Omit images. Retype all entries verbatim.

Exercise material →
* * * * * * * * *

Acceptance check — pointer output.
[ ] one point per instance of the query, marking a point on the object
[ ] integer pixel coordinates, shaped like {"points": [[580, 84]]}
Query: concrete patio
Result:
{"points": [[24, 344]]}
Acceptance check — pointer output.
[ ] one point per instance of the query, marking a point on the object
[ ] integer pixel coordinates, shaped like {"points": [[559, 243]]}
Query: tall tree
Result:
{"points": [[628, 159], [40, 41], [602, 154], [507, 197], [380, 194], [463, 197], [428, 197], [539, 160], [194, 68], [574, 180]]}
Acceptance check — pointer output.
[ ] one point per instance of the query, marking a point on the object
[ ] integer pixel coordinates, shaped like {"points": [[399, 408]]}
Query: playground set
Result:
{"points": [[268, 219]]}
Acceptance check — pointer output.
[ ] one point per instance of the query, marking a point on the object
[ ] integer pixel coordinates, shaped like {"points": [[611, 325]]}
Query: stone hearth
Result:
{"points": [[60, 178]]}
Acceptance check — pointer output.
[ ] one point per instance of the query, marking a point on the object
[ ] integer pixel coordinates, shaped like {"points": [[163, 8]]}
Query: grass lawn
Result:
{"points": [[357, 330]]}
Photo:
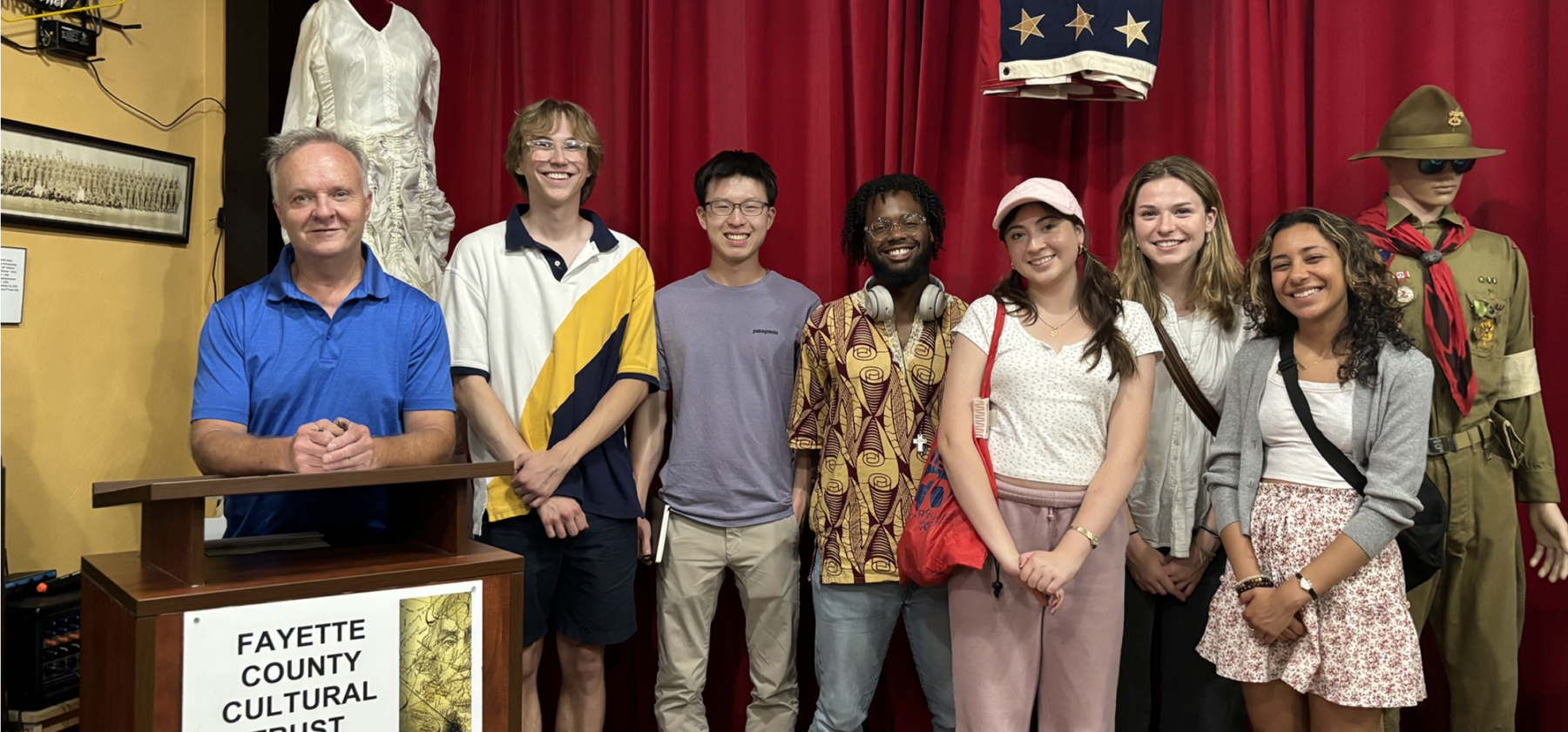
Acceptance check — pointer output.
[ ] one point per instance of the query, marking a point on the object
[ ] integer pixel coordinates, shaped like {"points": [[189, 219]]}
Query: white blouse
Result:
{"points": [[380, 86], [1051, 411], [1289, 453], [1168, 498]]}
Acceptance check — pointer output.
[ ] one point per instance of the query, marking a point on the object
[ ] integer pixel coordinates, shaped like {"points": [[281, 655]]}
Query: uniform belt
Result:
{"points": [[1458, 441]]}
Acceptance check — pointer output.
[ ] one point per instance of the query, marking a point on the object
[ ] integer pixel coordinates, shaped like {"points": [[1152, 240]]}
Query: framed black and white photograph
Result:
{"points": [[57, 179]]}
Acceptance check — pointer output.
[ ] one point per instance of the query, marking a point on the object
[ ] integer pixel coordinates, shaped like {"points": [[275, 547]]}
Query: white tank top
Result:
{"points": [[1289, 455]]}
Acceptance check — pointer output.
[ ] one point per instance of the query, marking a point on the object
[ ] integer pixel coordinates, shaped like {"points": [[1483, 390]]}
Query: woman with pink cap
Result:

* * * * * * * * *

The result →
Acceptance check — pointer output.
[ ] one point per instance of the query, marking a point on the object
[ ] integer pixel coordinates, shaped like {"points": [[580, 84]]}
Query: concrete patio
Result:
{"points": [[24, 344]]}
Acceptance check — pointer output.
[ ] one point per instance of the query, marking a point on the object
[ ] integer pixel coordinates, shaped like {"points": [[559, 243]]}
Query: tall tree
Result:
{"points": [[628, 159], [40, 41], [602, 154], [507, 197], [380, 194], [463, 197], [428, 197], [539, 160], [194, 68], [574, 180]]}
Acceptance check — pointer output.
[ ] one point per instance of the query, marking a point on the object
[ ] integer pixel coordinates, shaped like {"points": [[399, 408]]}
Query: playground set
Result:
{"points": [[268, 219]]}
Acceptance check — pointer output.
[ ] one point per instance of the query, marking a point on the object
[ ] integer pixel coordinates, shaped like {"points": [[611, 325]]}
Query: stone hearth
Result:
{"points": [[60, 178]]}
Acceptance check — pointer output.
[ ] one point per instance of the query, marking a point on the object
[ ] integer pixel coordinates, shaped like {"points": [[163, 8]]}
Query: grass lawn
Result:
{"points": [[357, 330]]}
Photo:
Acceptance check — pointer output.
[ ] one point per instance of the query, marking a point on the object
[ ] integer pixel coordinates, shaped like {"points": [[189, 219]]}
Query: white blouse
Result:
{"points": [[380, 86], [1051, 411], [1289, 453], [1168, 498]]}
Acceptance check — pointer output.
[ ] one point per instance of the query, marking a point on the object
[ ] integer pixel coordinates, shaped like {"points": [[281, 655]]}
Query: uniform belt
Result:
{"points": [[1458, 441]]}
Acceptance check — pointer output.
[ ] one point per instance of the query, marking a point on the object
[ ] integer pixel coordinates, shaped like {"points": [[1152, 240]]}
Query: framed black and white photograph
Result:
{"points": [[57, 179]]}
Acceptance check — pointer output.
[ ] one point per instance of the query, marking a point on the object
[ ] integer pixel coordinates, shaped like {"points": [[275, 547]]}
Query: white tank top
Result:
{"points": [[1289, 455]]}
Acceptance check — pointer output.
[ ] one point per instance of the query, marking a point on the object
[ ] integer pixel coordinates, shaped like {"points": [[1483, 390]]}
Query: woman with pink cap
Result:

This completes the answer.